• Source material:
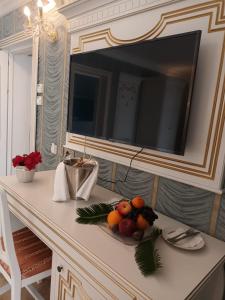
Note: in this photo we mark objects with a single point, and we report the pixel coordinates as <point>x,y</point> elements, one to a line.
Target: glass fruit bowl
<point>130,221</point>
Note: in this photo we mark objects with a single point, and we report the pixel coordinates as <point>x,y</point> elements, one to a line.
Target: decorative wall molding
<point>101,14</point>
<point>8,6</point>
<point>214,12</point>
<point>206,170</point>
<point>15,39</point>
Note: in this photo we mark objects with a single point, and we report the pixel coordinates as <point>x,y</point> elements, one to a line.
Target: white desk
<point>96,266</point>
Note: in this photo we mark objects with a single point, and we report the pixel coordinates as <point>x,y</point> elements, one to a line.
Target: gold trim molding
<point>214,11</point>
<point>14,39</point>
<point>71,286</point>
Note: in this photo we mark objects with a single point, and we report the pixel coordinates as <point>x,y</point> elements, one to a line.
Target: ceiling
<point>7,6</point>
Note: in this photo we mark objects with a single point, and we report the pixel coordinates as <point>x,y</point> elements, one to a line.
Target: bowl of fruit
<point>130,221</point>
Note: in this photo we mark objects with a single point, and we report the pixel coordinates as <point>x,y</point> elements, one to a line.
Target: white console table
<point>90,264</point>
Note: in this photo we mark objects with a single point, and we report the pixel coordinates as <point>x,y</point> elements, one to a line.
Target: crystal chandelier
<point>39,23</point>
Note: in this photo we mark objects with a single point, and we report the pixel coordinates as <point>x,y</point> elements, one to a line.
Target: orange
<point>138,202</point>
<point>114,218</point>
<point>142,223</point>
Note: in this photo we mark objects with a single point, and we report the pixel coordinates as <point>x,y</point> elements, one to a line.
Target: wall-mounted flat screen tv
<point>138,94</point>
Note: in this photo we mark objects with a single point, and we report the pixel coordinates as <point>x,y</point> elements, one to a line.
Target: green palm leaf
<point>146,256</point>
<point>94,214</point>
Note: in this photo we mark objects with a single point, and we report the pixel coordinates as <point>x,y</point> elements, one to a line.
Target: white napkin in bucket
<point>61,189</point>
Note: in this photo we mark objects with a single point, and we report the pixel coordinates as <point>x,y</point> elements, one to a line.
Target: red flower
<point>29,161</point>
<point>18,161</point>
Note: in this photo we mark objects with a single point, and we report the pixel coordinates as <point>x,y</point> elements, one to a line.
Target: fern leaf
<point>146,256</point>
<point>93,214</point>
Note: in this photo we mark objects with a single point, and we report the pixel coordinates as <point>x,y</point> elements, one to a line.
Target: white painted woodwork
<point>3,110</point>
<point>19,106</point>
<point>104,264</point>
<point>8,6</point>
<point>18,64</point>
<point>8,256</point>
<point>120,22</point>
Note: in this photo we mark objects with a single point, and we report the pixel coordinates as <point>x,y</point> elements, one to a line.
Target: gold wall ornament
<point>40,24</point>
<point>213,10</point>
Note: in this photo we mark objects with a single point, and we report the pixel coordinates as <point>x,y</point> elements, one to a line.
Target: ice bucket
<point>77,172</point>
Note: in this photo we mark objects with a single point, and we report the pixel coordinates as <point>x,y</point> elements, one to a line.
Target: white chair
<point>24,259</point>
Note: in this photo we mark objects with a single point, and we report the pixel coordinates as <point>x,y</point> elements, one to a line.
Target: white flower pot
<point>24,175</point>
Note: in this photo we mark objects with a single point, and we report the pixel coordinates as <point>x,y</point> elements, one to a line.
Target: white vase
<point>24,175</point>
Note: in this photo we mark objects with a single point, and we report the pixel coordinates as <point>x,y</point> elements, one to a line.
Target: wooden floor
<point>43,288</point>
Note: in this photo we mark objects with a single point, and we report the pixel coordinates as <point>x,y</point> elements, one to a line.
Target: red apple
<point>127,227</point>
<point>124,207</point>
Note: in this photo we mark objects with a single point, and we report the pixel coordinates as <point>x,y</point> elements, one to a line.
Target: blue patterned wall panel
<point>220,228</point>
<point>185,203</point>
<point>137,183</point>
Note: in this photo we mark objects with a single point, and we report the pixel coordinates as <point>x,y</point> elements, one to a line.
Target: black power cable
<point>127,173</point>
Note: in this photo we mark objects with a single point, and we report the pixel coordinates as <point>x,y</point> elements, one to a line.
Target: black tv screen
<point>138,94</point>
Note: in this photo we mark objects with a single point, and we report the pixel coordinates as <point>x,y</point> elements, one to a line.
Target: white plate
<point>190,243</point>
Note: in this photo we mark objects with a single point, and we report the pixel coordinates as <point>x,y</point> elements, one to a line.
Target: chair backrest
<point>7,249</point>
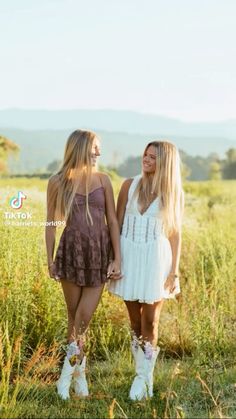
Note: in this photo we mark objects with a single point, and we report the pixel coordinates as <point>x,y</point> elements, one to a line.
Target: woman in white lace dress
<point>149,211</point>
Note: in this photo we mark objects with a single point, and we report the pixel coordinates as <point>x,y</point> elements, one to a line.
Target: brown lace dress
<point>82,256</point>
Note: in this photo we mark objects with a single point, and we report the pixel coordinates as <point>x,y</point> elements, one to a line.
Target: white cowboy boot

• To do: Could you write out all the records exactly, without the pictures?

• Task result:
Note: in this photo we mark objects with a single point, and we report the pixel coordinates as <point>x,y</point> elements, one to a line.
Target: glass fruit bowl
<point>130,221</point>
Note: in this photo we mark objects with a single point, and we report the pixel coordinates as <point>x,y</point> elements, one to a line.
Target: decorative wall molding
<point>101,14</point>
<point>8,6</point>
<point>214,12</point>
<point>206,170</point>
<point>15,39</point>
Note: in this photo we mark objects with a single point, and we report the pixel coordinates as <point>x,y</point> elements, one to a line.
Target: white desk
<point>96,266</point>
Note: in this photo we mark objects with a single point, and we report the pixel coordinates as <point>x,y</point> elements, one to a line.
Target: gold trim molding
<point>214,11</point>
<point>14,39</point>
<point>71,286</point>
Note: in this photo we mark objects with a single point, and we report the pixel coordinates as <point>x,y</point> elements, one to a line.
Target: ceiling
<point>7,6</point>
Note: in this photo we mark objects with a single point, and we report the pixel coordinates as <point>x,y</point> elements, one to a line.
Target: bowl of fruit
<point>130,221</point>
Note: in this photo we mark objects with a single point, and we report the pixel coordinates as <point>x,y</point> elements, one to a line.
Target: white console table
<point>90,264</point>
Note: in this photo we mark objects with a single point, and we report the pixel coordinates as <point>x,y</point> elements, one to a line.
Target: crystal chandelier
<point>39,23</point>
Note: in this photo we mark objects with a single point, and we report the pixel coordinates as <point>x,y</point> elements, one to a line.
Target: orange
<point>138,202</point>
<point>114,218</point>
<point>142,223</point>
Note: in this photo we mark objects with a single point, and we report the pixel coordinates as <point>x,y</point> elements, one to a line.
Target: wall-mounted flat screen tv
<point>138,94</point>
Note: in this photo we mark objects with a single point, and we report the pixel coordinates as <point>x,y</point> elements, one to a line.
Target: green palm leaf
<point>146,256</point>
<point>94,214</point>
Note: in this photo we mark objects with a single point, and we report the pixel coordinates as <point>x,y</point> elements, one to a line.
Target: white napkin in bucket
<point>61,189</point>
Note: in this photo we mark objects with a single point, and we report the pixel coordinates as <point>x,y</point> elements, one to a line.
Target: red flower
<point>29,161</point>
<point>18,161</point>
Note: in this photo we mark objects with a single point, and we report the pixel coordinates as <point>x,y</point> elements, one to a line.
Target: fern leaf
<point>146,256</point>
<point>93,214</point>
Note: in this photo we mark objects with a single point, and we report the pixel coordinates as <point>x,y</point> elements, one to a line.
Target: white painted woodwork
<point>3,110</point>
<point>19,106</point>
<point>104,264</point>
<point>8,6</point>
<point>18,64</point>
<point>8,256</point>
<point>120,22</point>
Note: in this photo we mark objects with a single point, and we report the pixel coordinates as <point>x,y</point> elements, one to a line.
Target: gold wall ornament
<point>40,24</point>
<point>213,10</point>
Note: in this photo we mark objects with a single point, and we report the pixel coordinates as <point>x,y</point> elements, one to a line.
Target: ice bucket
<point>77,172</point>
Note: in this photo we mark objects with a single point, and we report the pixel coordinates as <point>x,y</point> elements, one to a line.
Target: white chair
<point>24,259</point>
Note: in this photo we mark objects with a single point, and we report the pixel coordinates as <point>x,y</point> elements, one to a line.
Target: white flower pot
<point>24,175</point>
Note: in this photo we mark objects with a single point, and we report the pixel coordinates as <point>x,y</point> elements, one to a line.
Target: white vase
<point>24,175</point>
Note: in this photo we mark objects with a single point, and we report the pixel coordinates as <point>x,y</point> elements, one to a line.
Target: wooden floor
<point>43,288</point>
Note: in this photo we mark objects with a single point, and we report the pixel coordinates as <point>x,y</point> elements, one to a line.
Target: red apple
<point>127,227</point>
<point>124,207</point>
Note: in this photo we mark objects with a single point, and we report the pixel coordinates as <point>x,y</point> elements, one to a line.
Target: blue patterned wall panel
<point>220,228</point>
<point>185,203</point>
<point>137,183</point>
Note: in this photo we mark objects with a single point, and we report the pixel coordinates as <point>x,y</point> elements, one to a line.
Target: black power cable
<point>127,173</point>
Note: in this photo we mark objects with a single point, and we report the pixel coordinates as <point>x,y</point> elements, one to a line.
Target: black tv screen
<point>138,94</point>
Note: in this photo we mark objects with a single point, and we report the pixel coordinates as <point>x,y</point> elements, one to a line.
Target: white plate
<point>190,243</point>
Note: in this photo we mark objects with a single point, and we report the pixel coordinates as <point>x,y</point> elements, one to a line.
Target: chair backrest
<point>7,249</point>
Note: in this photo we mark objects with a single point, and we report the pixel coordinates as <point>x,y</point> elements, one to a line.
Target: woman in white lace dress
<point>149,211</point>
Note: in this photo we mark objects with a single point, and we report the pixel coordinates as <point>x,y</point> elements, one to a line.
Target: brown lace dress
<point>82,256</point>
Note: in this photo we mark objects with a single point, and we report the pixel coordinates as <point>x,y</point> elements, one to a line.
Target: white cowboy boot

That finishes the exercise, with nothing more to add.